Excerpts of pointing data:

================================

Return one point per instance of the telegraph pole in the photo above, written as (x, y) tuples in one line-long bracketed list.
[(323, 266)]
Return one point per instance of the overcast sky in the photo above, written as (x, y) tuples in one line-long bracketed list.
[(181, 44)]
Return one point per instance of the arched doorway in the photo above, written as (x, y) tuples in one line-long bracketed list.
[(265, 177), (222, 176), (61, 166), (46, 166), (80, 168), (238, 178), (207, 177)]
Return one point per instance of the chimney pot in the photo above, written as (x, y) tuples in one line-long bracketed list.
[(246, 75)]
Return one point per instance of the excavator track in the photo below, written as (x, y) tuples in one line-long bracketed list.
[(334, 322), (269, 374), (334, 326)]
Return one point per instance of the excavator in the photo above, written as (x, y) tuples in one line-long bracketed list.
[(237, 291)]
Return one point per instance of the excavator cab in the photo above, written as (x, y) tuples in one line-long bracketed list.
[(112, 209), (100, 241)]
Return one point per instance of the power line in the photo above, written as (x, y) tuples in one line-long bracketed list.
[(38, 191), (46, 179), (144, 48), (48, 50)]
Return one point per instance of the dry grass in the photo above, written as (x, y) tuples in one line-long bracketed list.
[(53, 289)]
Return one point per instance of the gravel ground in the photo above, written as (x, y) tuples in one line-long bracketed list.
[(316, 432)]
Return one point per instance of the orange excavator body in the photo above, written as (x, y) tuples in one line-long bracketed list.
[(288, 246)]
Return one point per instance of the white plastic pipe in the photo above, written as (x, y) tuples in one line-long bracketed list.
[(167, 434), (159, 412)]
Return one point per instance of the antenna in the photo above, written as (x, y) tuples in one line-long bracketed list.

================================

WHAT THE EXERCISE ASKS: Return the entries above exactly as they appear.

SOLUTION TO THIS EXERCISE:
Return one point per instance of the telegraph pole in the photo above, written as (x, y) tuples in one line-long bracketed list.
[(323, 266)]
Return one point per instance of the overcast sky in the photo above, written as (x, y) tuples in one line-long bracketed list.
[(181, 44)]
Return one point per instance of the arched doorway in the photo above, written as (x, y) tuples in one line-long bracketed list.
[(265, 177), (222, 176), (61, 166), (46, 166), (80, 168), (238, 178), (207, 177)]
Return one point per instance of the chimney pot in the photo above, written as (x, y) tuples in one line-long bracketed list.
[(246, 75)]
Return one point per instance of the excavator track in the photo below, written as (x, y) tuples in one line-long bracketed list.
[(334, 322), (269, 374), (334, 326)]
Return one point per instance of the excavator in the photo above, written as (x, y) tuples in one line-long bracketed list.
[(237, 291)]
Return one point per instance of the excavator cab in the photo above, written as (x, y) tuples in one line-long bracketed list.
[(112, 209), (100, 241)]
Return one point per instance of the power line in the photo above, written as (x, y) tuples in one line-long bracketed list.
[(38, 191), (46, 179), (144, 48), (48, 50)]
Return one point per instance of the dry grass in the photo above, written as (x, y) tuples in one line-long bracketed list.
[(53, 289)]
Return one point per instance of the gravel ground in the photo above, written as (x, y) tuples in one line-long bracketed list.
[(316, 432)]
Return one point per instance of the orange excavator body in the photo above, written as (x, y) tuples in one line-long bracketed list.
[(288, 246)]
Return one point per instance of the white plastic pipe in the photo above, written as (x, y) tuples in one line-long bracketed list.
[(167, 434), (159, 412)]
Return one point per instance of the antenna in the photo above, written as (x, y) tuples in one line-long bracketed list.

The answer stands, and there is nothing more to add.